Gather every line in the entries below that contains the word "window" and copy each one in full.

## DATA ROWS:
◆ ◆ ◆ ◆

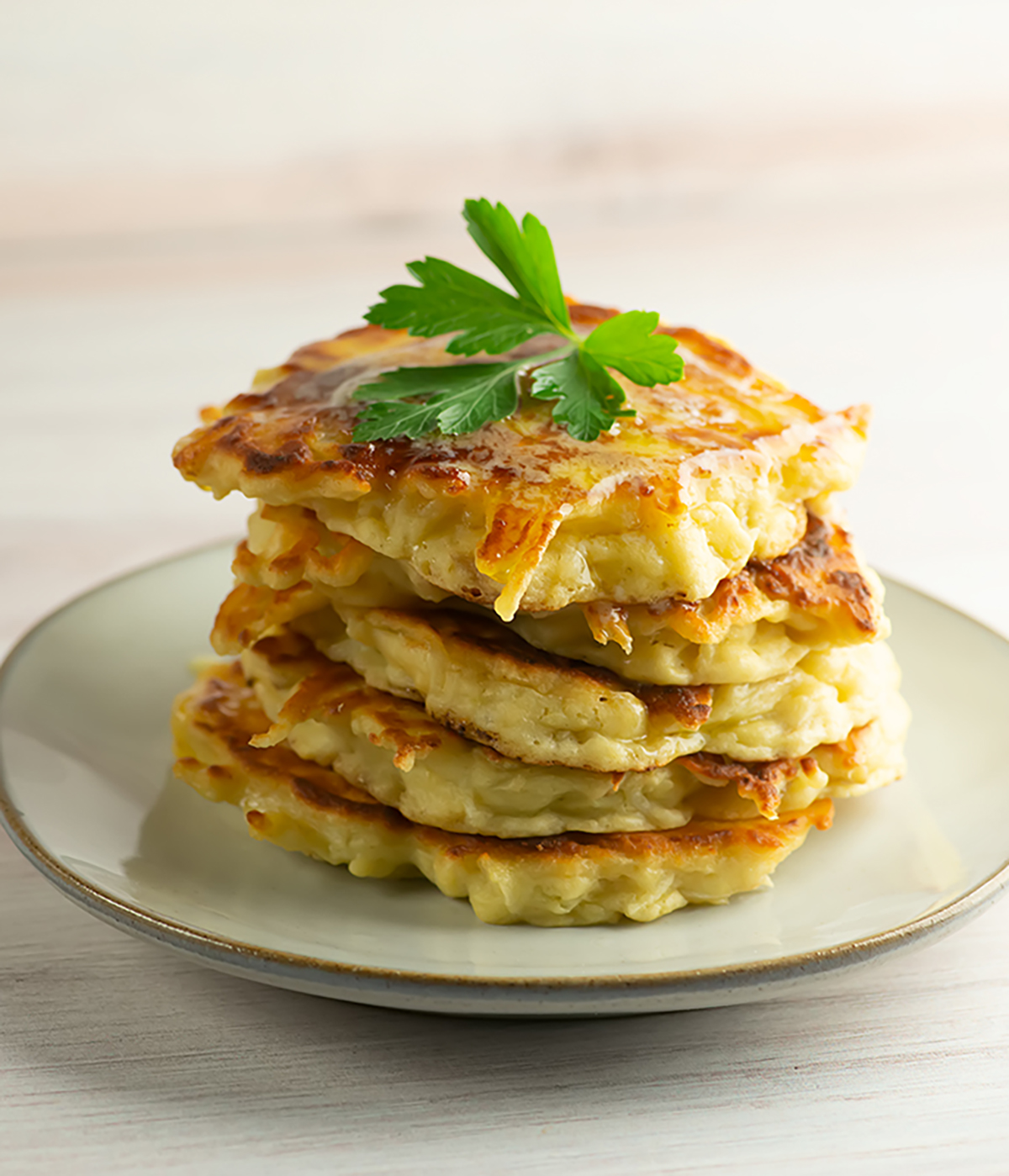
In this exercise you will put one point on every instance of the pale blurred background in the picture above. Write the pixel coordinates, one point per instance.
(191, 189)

◆ ◆ ◆ ◆

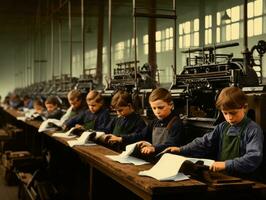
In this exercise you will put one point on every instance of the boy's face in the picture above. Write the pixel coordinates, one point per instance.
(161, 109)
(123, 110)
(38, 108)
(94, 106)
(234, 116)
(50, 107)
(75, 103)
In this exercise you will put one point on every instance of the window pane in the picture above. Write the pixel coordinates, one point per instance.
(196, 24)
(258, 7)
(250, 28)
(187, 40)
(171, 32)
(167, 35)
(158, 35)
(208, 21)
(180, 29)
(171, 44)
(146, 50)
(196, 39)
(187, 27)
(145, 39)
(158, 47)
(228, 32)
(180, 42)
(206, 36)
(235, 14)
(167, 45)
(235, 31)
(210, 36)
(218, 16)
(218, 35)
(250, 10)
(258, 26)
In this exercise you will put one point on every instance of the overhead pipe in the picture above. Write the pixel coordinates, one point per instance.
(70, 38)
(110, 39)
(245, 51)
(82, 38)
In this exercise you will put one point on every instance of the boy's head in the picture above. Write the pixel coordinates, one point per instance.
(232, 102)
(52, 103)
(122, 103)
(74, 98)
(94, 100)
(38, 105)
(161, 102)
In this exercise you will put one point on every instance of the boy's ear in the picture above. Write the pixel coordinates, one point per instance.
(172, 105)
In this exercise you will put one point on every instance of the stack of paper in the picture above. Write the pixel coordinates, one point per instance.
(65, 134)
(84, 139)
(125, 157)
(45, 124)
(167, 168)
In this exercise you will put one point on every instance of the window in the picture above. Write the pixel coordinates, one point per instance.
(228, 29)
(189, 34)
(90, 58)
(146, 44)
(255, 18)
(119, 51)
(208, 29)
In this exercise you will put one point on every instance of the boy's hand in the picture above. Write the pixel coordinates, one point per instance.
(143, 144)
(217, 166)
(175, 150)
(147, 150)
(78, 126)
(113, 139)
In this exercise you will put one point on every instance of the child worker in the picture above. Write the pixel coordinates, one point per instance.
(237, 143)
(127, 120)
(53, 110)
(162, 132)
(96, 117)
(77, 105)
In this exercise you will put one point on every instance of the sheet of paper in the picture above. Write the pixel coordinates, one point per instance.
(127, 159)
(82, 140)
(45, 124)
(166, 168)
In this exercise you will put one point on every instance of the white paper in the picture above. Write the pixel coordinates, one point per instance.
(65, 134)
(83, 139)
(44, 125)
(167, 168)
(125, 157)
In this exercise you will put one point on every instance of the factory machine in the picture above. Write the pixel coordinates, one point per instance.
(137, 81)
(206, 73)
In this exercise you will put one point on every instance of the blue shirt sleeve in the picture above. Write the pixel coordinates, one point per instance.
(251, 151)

◆ ◆ ◆ ◆

## ANSWER TO THE PROBLEM:
In this exercise you will put one point on every instance of the window pane in the picture above. Write the pixel coordinates, one point per instance.
In this exercise you will put one point on every instance of the window in the picture above. Write the pixel coordinates, one point per instance.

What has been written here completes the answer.